Set task: The lines to extract start at the one containing "Spot the person in yellow" and end with the last line; give them exactly and nothing more.

Exercise inputs:
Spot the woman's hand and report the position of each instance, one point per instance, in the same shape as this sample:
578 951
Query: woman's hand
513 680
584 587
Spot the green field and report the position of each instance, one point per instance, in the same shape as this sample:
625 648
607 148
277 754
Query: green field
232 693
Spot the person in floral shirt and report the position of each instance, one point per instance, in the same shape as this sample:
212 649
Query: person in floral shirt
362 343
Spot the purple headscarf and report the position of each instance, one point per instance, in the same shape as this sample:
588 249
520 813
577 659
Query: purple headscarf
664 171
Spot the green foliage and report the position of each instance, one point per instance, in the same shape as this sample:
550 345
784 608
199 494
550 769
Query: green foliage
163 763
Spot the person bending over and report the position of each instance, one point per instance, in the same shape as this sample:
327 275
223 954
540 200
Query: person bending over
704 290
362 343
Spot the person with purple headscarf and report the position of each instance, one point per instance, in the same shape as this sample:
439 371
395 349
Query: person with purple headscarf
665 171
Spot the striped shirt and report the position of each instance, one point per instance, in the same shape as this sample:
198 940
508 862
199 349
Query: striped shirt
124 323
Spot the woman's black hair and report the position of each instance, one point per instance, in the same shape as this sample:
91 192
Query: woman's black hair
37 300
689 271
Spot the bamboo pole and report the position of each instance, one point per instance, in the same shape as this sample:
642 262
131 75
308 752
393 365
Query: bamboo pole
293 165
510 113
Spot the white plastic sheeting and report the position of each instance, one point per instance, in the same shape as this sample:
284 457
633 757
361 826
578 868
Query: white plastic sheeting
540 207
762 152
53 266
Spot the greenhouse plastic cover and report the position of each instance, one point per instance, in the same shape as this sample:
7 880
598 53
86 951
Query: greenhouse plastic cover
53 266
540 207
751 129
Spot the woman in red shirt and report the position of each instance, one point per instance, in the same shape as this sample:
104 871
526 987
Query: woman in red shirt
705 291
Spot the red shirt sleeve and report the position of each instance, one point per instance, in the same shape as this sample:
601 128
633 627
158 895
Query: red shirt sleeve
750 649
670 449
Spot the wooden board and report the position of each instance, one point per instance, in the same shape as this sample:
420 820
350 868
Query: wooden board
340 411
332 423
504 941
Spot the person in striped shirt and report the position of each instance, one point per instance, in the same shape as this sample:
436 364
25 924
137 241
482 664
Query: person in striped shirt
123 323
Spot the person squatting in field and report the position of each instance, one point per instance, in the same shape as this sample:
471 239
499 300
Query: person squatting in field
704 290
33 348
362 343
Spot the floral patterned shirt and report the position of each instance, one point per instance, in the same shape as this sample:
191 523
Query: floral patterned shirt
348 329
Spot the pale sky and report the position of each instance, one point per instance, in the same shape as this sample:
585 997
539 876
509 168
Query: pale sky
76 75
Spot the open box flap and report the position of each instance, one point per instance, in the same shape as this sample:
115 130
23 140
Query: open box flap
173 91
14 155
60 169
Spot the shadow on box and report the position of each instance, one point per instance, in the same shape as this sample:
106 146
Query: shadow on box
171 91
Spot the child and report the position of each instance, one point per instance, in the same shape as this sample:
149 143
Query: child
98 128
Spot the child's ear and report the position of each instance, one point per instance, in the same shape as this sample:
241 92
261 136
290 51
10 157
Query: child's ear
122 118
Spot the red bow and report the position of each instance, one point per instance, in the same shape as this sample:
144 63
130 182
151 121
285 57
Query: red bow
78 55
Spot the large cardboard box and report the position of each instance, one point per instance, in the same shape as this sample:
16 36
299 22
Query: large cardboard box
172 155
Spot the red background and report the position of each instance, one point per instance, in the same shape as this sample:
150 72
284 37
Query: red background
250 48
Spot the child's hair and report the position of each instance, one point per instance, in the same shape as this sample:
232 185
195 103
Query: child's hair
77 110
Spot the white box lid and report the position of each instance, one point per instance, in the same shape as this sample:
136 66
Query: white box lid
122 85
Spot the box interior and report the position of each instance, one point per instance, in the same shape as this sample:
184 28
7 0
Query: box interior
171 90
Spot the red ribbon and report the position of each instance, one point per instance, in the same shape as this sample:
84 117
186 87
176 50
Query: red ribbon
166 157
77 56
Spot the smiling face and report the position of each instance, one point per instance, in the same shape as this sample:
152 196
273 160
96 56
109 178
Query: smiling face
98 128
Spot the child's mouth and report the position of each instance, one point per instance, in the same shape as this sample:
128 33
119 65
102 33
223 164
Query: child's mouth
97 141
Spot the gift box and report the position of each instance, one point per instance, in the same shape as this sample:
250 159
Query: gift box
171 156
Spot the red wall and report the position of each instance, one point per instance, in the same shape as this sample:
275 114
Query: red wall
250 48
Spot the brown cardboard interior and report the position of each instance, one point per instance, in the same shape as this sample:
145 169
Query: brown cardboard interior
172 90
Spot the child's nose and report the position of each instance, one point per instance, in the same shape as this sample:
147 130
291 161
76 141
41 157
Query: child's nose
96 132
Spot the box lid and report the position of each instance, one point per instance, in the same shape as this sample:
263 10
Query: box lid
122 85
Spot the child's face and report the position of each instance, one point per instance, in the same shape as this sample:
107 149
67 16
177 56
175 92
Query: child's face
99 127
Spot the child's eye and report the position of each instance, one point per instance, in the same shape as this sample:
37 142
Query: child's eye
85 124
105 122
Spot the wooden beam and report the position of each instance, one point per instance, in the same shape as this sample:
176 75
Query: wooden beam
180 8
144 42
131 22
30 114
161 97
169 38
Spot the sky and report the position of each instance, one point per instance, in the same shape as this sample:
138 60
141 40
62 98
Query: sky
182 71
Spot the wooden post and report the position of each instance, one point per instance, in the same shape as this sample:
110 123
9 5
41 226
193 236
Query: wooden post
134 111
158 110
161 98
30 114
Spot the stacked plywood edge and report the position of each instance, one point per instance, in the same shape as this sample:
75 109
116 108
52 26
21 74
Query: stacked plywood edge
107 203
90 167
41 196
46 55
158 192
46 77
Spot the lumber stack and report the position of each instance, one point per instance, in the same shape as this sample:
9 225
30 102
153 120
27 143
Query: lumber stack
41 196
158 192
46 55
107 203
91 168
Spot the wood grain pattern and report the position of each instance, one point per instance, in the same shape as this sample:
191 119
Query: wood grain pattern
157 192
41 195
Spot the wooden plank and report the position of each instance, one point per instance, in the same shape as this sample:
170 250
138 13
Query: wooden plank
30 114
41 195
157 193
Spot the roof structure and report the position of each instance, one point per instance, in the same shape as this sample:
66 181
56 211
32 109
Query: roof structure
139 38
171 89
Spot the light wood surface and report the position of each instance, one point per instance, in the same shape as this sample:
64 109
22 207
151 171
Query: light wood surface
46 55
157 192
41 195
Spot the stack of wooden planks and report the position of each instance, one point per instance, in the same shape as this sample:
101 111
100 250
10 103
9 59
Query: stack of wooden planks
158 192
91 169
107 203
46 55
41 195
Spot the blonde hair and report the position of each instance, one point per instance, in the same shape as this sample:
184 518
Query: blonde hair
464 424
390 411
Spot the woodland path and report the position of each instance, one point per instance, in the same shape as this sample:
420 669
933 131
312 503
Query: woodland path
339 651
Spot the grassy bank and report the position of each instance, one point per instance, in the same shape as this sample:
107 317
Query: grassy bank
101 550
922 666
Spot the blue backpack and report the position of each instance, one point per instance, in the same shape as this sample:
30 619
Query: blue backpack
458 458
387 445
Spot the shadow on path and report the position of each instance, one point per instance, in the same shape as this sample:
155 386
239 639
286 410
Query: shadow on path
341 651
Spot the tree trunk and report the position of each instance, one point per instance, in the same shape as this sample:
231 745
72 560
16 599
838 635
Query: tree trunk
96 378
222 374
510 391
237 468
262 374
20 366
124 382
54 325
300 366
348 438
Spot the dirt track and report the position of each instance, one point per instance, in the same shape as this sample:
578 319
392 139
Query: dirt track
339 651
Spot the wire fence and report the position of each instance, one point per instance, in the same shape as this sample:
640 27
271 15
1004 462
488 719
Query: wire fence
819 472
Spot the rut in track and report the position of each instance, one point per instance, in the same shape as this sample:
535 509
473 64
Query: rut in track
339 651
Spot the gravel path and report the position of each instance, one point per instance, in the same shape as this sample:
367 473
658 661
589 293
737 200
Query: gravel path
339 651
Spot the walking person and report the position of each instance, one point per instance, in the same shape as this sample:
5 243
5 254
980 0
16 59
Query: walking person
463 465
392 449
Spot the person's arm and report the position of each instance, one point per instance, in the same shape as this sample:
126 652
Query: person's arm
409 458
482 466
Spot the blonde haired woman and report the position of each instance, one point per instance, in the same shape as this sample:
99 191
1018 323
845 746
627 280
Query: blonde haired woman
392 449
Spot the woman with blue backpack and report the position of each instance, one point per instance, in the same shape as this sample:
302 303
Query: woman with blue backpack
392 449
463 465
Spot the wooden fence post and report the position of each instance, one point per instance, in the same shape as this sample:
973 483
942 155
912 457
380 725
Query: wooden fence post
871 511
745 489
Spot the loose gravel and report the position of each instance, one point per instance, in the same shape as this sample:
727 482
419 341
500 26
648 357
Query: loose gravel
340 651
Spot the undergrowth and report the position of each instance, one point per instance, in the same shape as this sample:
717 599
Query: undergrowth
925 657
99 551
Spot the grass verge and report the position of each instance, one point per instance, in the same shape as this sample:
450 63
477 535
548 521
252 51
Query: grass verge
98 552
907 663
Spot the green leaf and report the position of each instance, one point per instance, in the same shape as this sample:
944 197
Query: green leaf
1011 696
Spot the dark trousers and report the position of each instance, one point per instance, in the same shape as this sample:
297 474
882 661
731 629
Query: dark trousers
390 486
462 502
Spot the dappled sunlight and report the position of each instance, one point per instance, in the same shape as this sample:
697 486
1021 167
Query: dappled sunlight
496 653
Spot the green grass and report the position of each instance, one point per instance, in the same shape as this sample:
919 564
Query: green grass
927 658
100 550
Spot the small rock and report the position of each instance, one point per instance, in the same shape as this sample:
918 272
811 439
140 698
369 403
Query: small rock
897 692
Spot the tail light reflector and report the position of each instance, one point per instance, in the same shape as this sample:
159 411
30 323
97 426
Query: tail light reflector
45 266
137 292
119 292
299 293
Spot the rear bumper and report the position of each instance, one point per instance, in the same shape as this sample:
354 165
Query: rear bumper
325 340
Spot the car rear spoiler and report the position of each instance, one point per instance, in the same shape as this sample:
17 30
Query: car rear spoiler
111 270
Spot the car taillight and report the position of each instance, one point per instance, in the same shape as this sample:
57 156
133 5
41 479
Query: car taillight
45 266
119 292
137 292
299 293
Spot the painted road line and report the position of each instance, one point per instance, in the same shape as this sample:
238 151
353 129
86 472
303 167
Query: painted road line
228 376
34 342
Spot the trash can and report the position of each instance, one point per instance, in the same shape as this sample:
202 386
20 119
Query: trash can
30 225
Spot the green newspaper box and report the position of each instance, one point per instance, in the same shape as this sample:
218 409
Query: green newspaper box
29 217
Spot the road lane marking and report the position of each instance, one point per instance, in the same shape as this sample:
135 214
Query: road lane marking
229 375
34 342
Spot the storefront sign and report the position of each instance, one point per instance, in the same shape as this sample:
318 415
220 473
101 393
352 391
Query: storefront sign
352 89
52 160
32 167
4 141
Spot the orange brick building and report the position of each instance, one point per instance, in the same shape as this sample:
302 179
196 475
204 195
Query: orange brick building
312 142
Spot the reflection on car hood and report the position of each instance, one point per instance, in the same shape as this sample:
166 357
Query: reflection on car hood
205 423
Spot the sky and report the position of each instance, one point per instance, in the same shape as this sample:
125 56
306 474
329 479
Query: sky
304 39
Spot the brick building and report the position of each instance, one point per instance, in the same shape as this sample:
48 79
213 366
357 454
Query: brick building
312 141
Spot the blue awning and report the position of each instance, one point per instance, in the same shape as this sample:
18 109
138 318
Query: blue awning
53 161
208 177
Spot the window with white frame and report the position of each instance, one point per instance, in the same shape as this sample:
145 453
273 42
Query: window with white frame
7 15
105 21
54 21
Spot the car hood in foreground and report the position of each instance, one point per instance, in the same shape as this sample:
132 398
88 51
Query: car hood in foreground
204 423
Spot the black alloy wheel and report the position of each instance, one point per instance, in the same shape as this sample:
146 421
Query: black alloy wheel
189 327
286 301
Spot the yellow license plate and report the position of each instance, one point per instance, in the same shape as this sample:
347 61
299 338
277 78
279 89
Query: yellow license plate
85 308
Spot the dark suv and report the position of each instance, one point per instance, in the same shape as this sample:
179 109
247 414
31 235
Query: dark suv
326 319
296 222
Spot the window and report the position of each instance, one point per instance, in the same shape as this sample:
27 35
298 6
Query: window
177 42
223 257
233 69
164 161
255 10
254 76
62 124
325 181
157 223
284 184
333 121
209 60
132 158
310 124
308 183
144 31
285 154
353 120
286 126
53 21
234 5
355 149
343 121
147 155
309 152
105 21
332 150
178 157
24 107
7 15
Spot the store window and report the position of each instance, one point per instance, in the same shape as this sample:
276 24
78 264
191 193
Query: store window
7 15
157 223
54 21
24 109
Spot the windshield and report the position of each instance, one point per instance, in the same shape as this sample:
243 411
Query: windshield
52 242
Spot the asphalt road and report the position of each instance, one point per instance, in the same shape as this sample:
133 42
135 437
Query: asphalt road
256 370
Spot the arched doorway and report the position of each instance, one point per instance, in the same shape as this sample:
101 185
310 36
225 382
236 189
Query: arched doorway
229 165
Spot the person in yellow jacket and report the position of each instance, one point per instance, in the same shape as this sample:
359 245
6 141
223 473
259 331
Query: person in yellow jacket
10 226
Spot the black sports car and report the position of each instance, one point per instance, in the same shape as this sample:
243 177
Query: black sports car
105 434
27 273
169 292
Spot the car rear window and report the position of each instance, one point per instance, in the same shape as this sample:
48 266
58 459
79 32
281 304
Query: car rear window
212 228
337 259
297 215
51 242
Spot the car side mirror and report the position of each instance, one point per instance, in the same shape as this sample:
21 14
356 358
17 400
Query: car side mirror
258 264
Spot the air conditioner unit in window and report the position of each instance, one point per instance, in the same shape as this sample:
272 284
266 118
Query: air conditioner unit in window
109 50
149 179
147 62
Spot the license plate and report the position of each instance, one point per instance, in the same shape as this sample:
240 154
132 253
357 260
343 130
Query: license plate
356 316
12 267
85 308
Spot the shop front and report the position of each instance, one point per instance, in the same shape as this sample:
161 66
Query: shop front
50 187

Result:
Spot the person in yellow jacket and report the position of each instance, one point per instance, in the same shape as this sample:
359 245
6 141
223 473
259 331
Query: person in yellow jacket
10 226
Spot the black sports car and report the position of each instance, one point per instance, in the same shape as this sample:
243 177
Query: black sports car
105 434
27 273
169 292
Spot the car rear window and report the position of each instance, one point per instance, in the same shape as this sample:
48 266
58 459
79 32
281 304
Query: car rear window
212 228
337 259
297 215
51 242
Spot the car side mirror and report the position of each instance, one point per instance, in the same shape as this sample:
21 14
356 358
17 400
Query: car side mirror
258 264
Spot the air conditioner unit in window and report the position of each instance, one point per instance, in the same shape as this sample:
272 284
266 118
Query: air conditioner unit in window
109 50
149 179
147 62
Spot the license plate and report the position of each instance, one point per instance, in the same shape as this sample:
240 154
132 253
357 260
343 130
Query: license plate
356 316
12 267
85 308
Spot the shop front and report the position of each instance, one point per instance, in the same shape as this sample:
161 66
Query: shop front
50 187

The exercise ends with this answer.